DATA UNDER STUDY:
****************

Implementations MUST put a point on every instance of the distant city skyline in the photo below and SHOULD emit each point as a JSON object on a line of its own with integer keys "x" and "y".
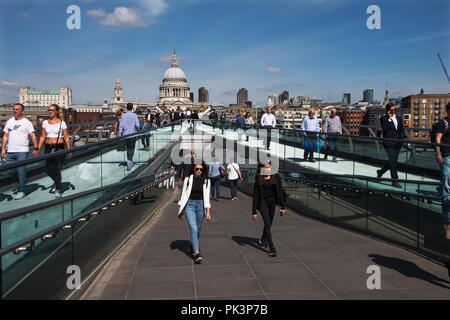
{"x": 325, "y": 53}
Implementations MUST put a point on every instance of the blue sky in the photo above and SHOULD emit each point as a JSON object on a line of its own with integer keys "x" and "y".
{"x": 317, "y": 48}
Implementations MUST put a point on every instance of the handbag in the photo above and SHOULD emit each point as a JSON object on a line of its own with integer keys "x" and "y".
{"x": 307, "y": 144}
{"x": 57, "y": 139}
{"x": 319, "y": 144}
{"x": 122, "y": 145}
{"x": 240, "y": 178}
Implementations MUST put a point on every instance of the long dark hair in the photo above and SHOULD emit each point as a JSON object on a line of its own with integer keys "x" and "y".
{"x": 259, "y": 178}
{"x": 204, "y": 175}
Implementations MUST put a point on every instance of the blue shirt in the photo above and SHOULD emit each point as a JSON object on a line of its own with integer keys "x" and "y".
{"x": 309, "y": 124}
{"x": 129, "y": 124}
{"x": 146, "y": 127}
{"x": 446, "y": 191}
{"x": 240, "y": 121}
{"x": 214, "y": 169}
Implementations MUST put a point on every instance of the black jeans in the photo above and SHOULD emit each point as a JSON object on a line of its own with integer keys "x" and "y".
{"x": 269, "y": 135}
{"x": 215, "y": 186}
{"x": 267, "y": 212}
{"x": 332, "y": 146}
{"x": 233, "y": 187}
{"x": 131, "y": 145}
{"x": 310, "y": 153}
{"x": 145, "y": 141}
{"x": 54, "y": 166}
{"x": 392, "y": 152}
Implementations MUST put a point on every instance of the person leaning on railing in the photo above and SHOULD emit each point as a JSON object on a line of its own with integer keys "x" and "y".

****************

WHAT YOU NEED TO DO:
Copy each entry above exactly; drop the pictures.

RESPONSE TO THIS EXERCISE:
Implementations MUST put a point on every instance of the distant city skyline in the photo below and SHOULD emit each point as a JSON object on a line of its own with integer keys "x" and "y".
{"x": 325, "y": 53}
Implementations MUST put a point on every instance of the blue sky in the photo above and SHOULD emit each point as a JSON object on a line of its own with integer keys "x" and "y".
{"x": 317, "y": 48}
Implementations MUST put a point on every instance of the handbag in the photo above and SHOULD emit each point as a JSON object on a line of its own with integer keys "x" and "y".
{"x": 307, "y": 144}
{"x": 57, "y": 139}
{"x": 319, "y": 144}
{"x": 122, "y": 145}
{"x": 240, "y": 178}
Implementations MUST put a point on every instance of the long dark hair in the photo above and SHOULD emit each point as a JSON object on a line of its own with integer keys "x" and "y".
{"x": 259, "y": 178}
{"x": 204, "y": 175}
Implementations MUST put a point on every instance of the blue shirt in the photo above and SHOULD emit each point as a JSON object on a line of its own with integer keys "x" and "y".
{"x": 309, "y": 124}
{"x": 129, "y": 124}
{"x": 146, "y": 127}
{"x": 446, "y": 191}
{"x": 240, "y": 121}
{"x": 214, "y": 169}
Implementations MUST put a point on every instance of the black jeans in the photo above and SHOULD emit each point as a JSON object on a line of its own with integer keys "x" and "y".
{"x": 269, "y": 135}
{"x": 215, "y": 186}
{"x": 267, "y": 212}
{"x": 332, "y": 146}
{"x": 233, "y": 187}
{"x": 131, "y": 145}
{"x": 310, "y": 153}
{"x": 145, "y": 141}
{"x": 54, "y": 166}
{"x": 392, "y": 152}
Implementations MUST put a point on every instance of the person leaning on railing in the photo above and SHOULD emit each point as a JSON object on a line of its own with integer keys "x" and "y".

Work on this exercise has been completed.